START Passage shown

Wall Street is experiencing a seismic shift as artificial intelligence disruption fears trigger a dramatic rotation from software stocks to asset-heavy industries. The S&P 500 software sub-index has tumbled to its lowest level since April 2025, losing a staggering $1.2 trillion in market capitalization in less than a month. Meanwhile, utilities, energy, and materials stocks are suddenly back in vogue, with energy stocks gaining 23% and utilities up 9% as investors seek shelter in businesses with tangible assets.
The Great Rotation: From Capital-Light to Capital-Heavy
“All these capital-light businesses that could scale historically are also the ones that could be easily disrupted,” explains Guillaume Jaisson, European strategist at Goldman Sachs. “Capital-heavy businesses are difficult to replicate – it takes time.” This insight has led Goldman Sachs to label these buoyant sectors as “Halo” stocks: heavy asset, low obsolescence.
The numbers tell a compelling story. US software companies like Intuit, AppLovin, Gartner, and Workday have all dropped at least 40% this year. In stark contrast, power company Generac Holdings and glassmaker Corning Inc are among the S&P’s biggest gainers, while oil giants Exxon and Chevron are up more than 20% in 2026. Europe shows similar patterns, with defence and energy sector supplier Kongsberg Gruppen and oil tanker shipping company Frontline Plc both rising about 50% since January.
The Trigger: When Speculation Meets Reality
What sparked this dramatic sell-off? According to multiple sources, the flash crash began with a single speculative blog post from Citrini Research titled “The 2028 Intelligence Crisis.” Published on February 22, 2026, the post described a hypothetical scenario where AI-driven productivity gains lead to high unemployment and economic damage by 2028. Despite being labeled as “bear porn or AI doomer fan-fiction” by some analysts, the original tweet garnered 6.4 million views and sparked genuine panic among investors.
Alex Temple, a credit portfolio manager at Allspring Global Investments, describes the phenomenon as “Fobo” – fear of becoming obsolete. “It’s late-cycle behavior,” Temple notes. “A lot of people will be invested in things that they don’t know a lot about.” The software selling, he argues, was driven by vague predictions of AI disruption that investors didn’t fully understand but feared nonetheless.

END Passage shown

**What this task involves**
From the article above on the software stock sell-off, reproduce without any changes the part that opens with the words "Alex Temple, a" and closes with "but feared nonetheless.".

START Dataset extract

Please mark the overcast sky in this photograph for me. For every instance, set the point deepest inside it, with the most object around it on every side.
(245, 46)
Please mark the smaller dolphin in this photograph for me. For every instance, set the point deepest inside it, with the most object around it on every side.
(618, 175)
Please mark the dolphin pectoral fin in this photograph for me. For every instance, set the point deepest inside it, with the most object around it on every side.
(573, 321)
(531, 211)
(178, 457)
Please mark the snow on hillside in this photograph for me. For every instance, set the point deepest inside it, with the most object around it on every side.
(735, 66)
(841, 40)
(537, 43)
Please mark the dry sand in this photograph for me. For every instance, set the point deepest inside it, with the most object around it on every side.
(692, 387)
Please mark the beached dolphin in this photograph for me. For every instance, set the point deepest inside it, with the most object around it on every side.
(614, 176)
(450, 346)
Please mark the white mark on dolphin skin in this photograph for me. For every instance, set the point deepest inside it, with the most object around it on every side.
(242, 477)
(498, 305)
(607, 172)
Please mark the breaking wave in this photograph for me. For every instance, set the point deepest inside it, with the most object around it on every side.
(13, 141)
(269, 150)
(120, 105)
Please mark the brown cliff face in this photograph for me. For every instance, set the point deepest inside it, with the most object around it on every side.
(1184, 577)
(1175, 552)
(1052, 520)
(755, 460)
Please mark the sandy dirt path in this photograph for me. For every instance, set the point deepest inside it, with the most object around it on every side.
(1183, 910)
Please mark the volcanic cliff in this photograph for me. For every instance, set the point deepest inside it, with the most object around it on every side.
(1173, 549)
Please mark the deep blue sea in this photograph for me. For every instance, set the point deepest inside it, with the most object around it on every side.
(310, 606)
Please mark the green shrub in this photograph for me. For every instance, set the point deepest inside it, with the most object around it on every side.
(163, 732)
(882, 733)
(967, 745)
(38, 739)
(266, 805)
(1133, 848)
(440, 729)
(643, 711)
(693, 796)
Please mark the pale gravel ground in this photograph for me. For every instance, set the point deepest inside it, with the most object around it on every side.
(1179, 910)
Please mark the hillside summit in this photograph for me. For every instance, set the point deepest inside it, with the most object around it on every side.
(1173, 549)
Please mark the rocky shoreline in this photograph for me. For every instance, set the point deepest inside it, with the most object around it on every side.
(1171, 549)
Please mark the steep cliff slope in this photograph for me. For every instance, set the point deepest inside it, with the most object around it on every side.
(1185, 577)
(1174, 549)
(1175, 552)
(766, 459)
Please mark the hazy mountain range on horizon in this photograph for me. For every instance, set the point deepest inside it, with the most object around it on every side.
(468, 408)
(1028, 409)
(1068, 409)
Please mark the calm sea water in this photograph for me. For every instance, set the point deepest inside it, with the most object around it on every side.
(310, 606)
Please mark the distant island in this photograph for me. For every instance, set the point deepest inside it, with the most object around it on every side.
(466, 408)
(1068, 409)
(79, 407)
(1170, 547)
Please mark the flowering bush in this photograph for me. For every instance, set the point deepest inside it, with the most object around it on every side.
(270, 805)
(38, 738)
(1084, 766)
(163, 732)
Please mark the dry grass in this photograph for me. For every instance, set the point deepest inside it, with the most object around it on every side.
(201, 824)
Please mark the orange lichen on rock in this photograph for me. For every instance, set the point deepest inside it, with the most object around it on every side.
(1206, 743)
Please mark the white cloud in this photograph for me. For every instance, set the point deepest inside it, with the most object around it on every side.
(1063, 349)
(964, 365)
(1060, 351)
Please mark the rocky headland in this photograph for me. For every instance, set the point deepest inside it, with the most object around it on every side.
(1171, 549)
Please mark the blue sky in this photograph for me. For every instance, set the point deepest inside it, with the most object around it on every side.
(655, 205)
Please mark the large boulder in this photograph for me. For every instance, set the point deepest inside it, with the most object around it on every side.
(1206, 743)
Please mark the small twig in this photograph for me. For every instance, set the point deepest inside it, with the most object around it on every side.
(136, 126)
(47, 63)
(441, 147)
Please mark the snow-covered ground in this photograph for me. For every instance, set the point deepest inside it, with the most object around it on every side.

END Dataset extract

**Task result**
Alex Temple, a credit portfolio manager at Allspring Global Investments, describes the phenomenon as “Fobo” – fear of becoming obsolete. “It’s late-cycle behavior,” Temple notes. “A lot of people will be invested in things that they don’t know a lot about.” The software selling, he argues, was driven by vague predictions of AI disruption that investors didn’t fully understand but feared nonetheless.